TASK INSTRUCTIONS: Copy every one of the lines below word for word, with nothing changed.

MATERIALS PROVIDED:
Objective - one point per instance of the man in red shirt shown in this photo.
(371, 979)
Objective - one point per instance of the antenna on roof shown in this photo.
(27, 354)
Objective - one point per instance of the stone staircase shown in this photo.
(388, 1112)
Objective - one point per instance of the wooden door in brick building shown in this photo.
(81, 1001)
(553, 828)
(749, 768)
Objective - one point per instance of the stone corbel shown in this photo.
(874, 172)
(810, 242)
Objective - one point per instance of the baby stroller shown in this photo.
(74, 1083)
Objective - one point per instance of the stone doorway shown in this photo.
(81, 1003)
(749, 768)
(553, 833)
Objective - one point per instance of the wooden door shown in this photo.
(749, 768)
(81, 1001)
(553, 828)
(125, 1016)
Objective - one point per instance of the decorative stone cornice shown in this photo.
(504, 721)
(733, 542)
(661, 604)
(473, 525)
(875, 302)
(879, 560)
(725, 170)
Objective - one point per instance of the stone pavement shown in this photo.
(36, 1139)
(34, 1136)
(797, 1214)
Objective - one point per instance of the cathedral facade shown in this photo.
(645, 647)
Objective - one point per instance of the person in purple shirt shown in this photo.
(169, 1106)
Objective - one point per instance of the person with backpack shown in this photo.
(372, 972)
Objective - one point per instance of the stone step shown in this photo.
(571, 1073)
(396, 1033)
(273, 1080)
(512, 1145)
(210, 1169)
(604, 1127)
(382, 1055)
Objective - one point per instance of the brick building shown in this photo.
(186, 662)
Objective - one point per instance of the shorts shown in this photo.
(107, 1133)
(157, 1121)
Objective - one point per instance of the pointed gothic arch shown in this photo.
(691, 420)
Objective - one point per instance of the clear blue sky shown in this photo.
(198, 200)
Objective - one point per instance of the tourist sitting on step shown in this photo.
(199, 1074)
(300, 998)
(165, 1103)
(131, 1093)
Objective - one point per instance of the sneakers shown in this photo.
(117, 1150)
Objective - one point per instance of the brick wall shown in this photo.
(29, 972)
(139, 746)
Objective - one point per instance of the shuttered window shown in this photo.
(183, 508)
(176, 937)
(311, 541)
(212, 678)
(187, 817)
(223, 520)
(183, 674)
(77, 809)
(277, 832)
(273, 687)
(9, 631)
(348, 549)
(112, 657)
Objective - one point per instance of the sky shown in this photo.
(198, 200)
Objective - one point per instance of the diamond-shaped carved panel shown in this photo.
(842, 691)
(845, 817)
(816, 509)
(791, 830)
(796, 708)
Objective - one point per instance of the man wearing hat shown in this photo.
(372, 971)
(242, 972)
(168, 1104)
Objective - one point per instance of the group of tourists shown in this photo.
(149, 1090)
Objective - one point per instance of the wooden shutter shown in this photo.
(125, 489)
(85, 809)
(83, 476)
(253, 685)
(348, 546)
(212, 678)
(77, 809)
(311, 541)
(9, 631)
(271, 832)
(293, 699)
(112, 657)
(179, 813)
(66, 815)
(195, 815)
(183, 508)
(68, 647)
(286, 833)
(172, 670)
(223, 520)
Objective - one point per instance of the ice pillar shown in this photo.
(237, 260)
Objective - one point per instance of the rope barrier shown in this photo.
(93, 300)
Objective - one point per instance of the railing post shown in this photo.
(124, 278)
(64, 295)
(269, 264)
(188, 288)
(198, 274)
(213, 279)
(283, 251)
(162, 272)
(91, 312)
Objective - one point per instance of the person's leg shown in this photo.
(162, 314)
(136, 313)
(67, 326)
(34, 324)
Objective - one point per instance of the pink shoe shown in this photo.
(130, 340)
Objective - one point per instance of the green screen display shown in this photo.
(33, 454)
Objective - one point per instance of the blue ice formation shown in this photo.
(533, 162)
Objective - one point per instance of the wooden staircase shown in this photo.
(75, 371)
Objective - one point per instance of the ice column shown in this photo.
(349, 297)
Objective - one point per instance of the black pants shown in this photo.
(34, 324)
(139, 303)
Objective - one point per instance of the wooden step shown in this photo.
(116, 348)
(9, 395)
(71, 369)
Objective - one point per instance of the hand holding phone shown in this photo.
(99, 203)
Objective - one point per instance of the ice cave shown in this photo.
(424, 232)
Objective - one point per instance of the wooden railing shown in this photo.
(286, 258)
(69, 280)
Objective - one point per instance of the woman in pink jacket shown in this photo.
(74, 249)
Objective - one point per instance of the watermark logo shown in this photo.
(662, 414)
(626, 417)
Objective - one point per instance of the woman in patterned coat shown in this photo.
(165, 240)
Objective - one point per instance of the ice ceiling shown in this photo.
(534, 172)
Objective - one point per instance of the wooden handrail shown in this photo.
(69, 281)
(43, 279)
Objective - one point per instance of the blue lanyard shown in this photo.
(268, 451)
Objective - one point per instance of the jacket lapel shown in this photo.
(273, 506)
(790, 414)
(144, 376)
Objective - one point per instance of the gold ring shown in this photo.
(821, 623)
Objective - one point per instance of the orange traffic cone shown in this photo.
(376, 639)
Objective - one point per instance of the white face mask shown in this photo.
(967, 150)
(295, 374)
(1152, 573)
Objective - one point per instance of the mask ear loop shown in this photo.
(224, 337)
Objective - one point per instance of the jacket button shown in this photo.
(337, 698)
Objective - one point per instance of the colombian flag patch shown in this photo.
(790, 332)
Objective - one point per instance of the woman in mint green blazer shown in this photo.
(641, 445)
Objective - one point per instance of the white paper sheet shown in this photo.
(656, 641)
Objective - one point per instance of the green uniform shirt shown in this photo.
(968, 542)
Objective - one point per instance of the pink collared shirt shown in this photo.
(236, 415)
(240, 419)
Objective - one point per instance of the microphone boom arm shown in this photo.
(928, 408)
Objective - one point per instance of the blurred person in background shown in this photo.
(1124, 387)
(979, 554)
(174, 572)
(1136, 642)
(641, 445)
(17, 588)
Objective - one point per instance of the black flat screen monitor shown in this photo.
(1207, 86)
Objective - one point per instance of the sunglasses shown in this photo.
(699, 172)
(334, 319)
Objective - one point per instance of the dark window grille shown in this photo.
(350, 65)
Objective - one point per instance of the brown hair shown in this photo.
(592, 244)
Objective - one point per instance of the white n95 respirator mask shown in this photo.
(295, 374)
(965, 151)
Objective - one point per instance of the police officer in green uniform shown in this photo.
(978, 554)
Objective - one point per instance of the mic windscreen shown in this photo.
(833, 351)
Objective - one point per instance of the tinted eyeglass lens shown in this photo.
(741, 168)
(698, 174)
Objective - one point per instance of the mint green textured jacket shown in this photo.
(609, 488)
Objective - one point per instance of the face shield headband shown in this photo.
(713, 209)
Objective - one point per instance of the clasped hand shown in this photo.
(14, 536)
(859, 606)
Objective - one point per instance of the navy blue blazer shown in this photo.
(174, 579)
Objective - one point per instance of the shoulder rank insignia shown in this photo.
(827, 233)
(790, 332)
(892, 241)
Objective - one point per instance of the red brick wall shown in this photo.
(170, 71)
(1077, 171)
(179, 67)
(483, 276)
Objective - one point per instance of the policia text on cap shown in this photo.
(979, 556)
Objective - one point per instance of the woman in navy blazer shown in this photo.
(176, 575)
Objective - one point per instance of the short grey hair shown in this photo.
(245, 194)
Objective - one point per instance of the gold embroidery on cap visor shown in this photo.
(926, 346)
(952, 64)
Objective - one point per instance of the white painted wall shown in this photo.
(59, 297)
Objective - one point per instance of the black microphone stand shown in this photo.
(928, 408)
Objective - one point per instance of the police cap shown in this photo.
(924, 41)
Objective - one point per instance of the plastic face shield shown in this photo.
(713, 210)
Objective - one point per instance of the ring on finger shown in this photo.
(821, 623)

TASK RESULT:
Objective - one point per instance of the man in red shirt shown in this photo.
(371, 979)
Objective - one point per instance of the antenna on roof shown in this photo.
(27, 354)
Objective - one point per instance of the stone staircase shown in this photo.
(388, 1112)
Objective - one point per instance of the wooden door in brick building shown in this photo.
(81, 1001)
(553, 828)
(749, 768)
Objective - one point per instance of the stone corbel shown in this photo.
(874, 172)
(810, 242)
Objective - one point per instance of the baby stroller shown in this photo.
(74, 1083)
Objective - one point per instance of the stone doorway shown in this photo.
(81, 1003)
(749, 768)
(553, 833)
Objective - one point per instance of the wooden door shown in this photo.
(749, 768)
(81, 1001)
(553, 828)
(125, 1016)
Objective - one point per instance of the decorative stone cornice shown in this photo.
(504, 721)
(733, 542)
(661, 604)
(473, 525)
(875, 302)
(879, 560)
(725, 170)
Objective - one point per instance of the stone pavement shown in this photo.
(36, 1139)
(34, 1136)
(797, 1214)
Objective - one point per instance of the cathedral facade shown in this photo.
(645, 647)
Objective - one point per instance of the person in purple shirt shown in this photo.
(169, 1106)
Objective - one point per instance of the person with backpack shown in this photo.
(372, 972)
Objective - one point per instance of the stone step shown in this photo.
(571, 1073)
(396, 1033)
(273, 1080)
(512, 1145)
(210, 1169)
(604, 1127)
(382, 1055)
Objective - one point per instance of the brick building shown in this photo.
(186, 662)
Objective - one point per instance of the shorts shown in this photo.
(107, 1133)
(157, 1121)
Objective - one point per instance of the pointed gothic arch shown in this photo.
(691, 420)
Objective - one point per instance of the clear blue sky shown in this photo.
(198, 200)
Objective - one point per instance of the tourist sitting on step shown in this photo.
(199, 1074)
(300, 998)
(165, 1103)
(131, 1093)
Objective - one point per instance of the sneakers shown in this photo.
(117, 1150)
Objective - one point per instance of the brick wall shown in this photo.
(29, 972)
(139, 746)
Objective - one point per instance of the shuttered window shown in this photo.
(183, 508)
(176, 937)
(311, 541)
(212, 678)
(187, 817)
(223, 520)
(183, 674)
(77, 809)
(277, 832)
(273, 687)
(9, 631)
(348, 549)
(112, 657)
Objective - one point per instance of the sky shown in this photo.
(198, 200)
Objective - one point per instance of the diamond-shaped carved panel shown in this photo.
(842, 691)
(845, 817)
(816, 509)
(791, 830)
(796, 708)
Objective - one point per instance of the man wearing hat shown in this photo.
(372, 971)
(242, 972)
(168, 1104)
Objective - one point per instance of the group of tourists shown in this photo.
(149, 1090)
Objective - one point per instance of the wooden shutter shown in this photo.
(125, 489)
(85, 809)
(83, 476)
(253, 685)
(348, 546)
(212, 678)
(77, 809)
(311, 541)
(9, 631)
(271, 832)
(293, 699)
(112, 657)
(179, 813)
(66, 815)
(195, 815)
(183, 508)
(68, 647)
(286, 833)
(172, 670)
(223, 520)
Objective - one point per instance of the ice pillar shown in this photo.
(237, 260)
Objective - one point per instance of the rope barrier shown in this photo.
(93, 300)
Objective - one point per instance of the railing post shown in this photo.
(124, 278)
(64, 295)
(269, 264)
(188, 288)
(198, 274)
(213, 279)
(283, 251)
(162, 272)
(91, 312)
Objective - one point per instance of the person's leg shown in this photo.
(162, 314)
(136, 313)
(67, 326)
(34, 324)
Objective - one point per instance of the pink shoe shown in this photo.
(130, 340)
Objective - one point per instance of the green screen display shown in this photo.
(33, 454)
Objective - one point per instance of the blue ice formation shown in this photo.
(533, 162)
Objective - one point per instance of the wooden staircase shown in this photo.
(75, 371)
Objective - one point per instance of the ice column shown in this photo.
(349, 297)
Objective - one point per instance of the black pants shown in this photo.
(34, 324)
(139, 303)
Objective - one point per instance of the wooden step shown in this photo.
(116, 348)
(9, 395)
(71, 369)
Objective - one point per instance of the hand holding phone shown in this photo.
(99, 203)
Objective - one point per instance of the ice cave shown in this photo.
(424, 232)
Objective - one point per instance of the wooden railing shown in this photo.
(286, 258)
(69, 280)
Objective - one point per instance of the woman in pink jacket shown in this photo.
(74, 249)
Objective - one point per instance of the watermark logo shown in this photo.
(662, 414)
(626, 417)
Objective - one point per instance of the woman in patterned coat shown in this photo.
(165, 240)
Objective - one point per instance of the ice ceiling shown in this photo.
(534, 172)
Objective - one point per instance of the wooden handrail shown in this photo.
(69, 281)
(43, 279)
Objective - one point per instance of the blue lanyard shown in this photo.
(268, 451)
Objective - one point per instance of the jacket lapel shown in this photo.
(273, 506)
(790, 414)
(144, 376)
Objective - one point per instance of the gold ring shown in this photo.
(821, 623)
Objective - one point per instance of the orange traffic cone shown in this photo.
(376, 639)
Objective - one point per instance of the white face mask shown in this photo.
(967, 150)
(295, 374)
(1152, 573)
Objective - one point per instance of the mask ear loop shown in this photo.
(224, 337)
Objective - one point per instance of the jacket button shown in this photo.
(337, 698)
Objective - one point per instance of the colombian flag patch shown in this photo.
(790, 332)
Objective - one point per instance of the woman in mint green blazer shown in this photo.
(641, 445)
Objective - one point per instance of the white paper sheet shown in this photo.
(656, 641)
Objective - one point per instance of the green uniform shirt shown in this photo.
(968, 542)
Objective - one point per instance of the pink collared shirt shown in this photo.
(236, 415)
(240, 419)
Objective - one point per instance of the microphone boom arm shown in this photo.
(928, 408)
Objective - one point per instance of the blurred person in background shown in this photo.
(1124, 387)
(979, 554)
(174, 572)
(1136, 642)
(641, 445)
(17, 588)
Objective - one point per instance of the black flat screen monitor shown in this photo.
(1207, 86)
Objective - one point per instance of the sunglasses shown in this photo.
(699, 172)
(334, 319)
Objective - one point per instance of the dark window grille shown in this photo.
(350, 65)
Objective - one point per instance of the brown hair shown in this photo.
(592, 244)
Objective - one point per instance of the white n95 respirator mask shown in this photo.
(295, 374)
(965, 151)
Objective - one point per instance of the police officer in green uniform shown in this photo.
(978, 554)
Objective - one point per instance of the mic windscreen shown in this photo.
(833, 351)
Objective - one point per instance of the tinted eyeglass lens shown in this photo.
(741, 168)
(698, 174)
Objective - one point per instance of the mint green textured jacket shown in this photo.
(609, 488)
Objective - one point per instance of the face shield headband shown in this photo.
(713, 209)
Objective - one point per instance of the clasped hand shown in this photo.
(14, 536)
(859, 606)
Objective - one point per instance of the navy blue blazer shown in this photo.
(174, 579)
Objective - one point per instance of the shoulder rank insignia shown in this photo.
(827, 233)
(790, 332)
(892, 241)
Objective - one point per instance of the red brick wall shown in this photo.
(170, 71)
(1077, 171)
(179, 67)
(483, 276)
Objective - one point per instance of the policia text on cap shown in this photo.
(979, 556)
Objective - one point per instance of the woman in navy blazer shown in this photo.
(176, 575)
Objective - one point per instance of the short grey hair shown in this photo.
(245, 194)
Objective - one point per instance of the gold embroidery on cap visor shown in this photo.
(926, 346)
(952, 64)
Objective - one point per instance of the white painted wall shown in this photo.
(59, 297)
Objective - one point per instance of the black microphone stand shown in this photo.
(928, 408)
Objective - one point per instance of the police cap shown in this photo.
(924, 41)
Objective - one point per instance of the plastic face shield shown in this photo.
(713, 210)
Objective - one point per instance of the ring on finger shown in this photo.
(821, 623)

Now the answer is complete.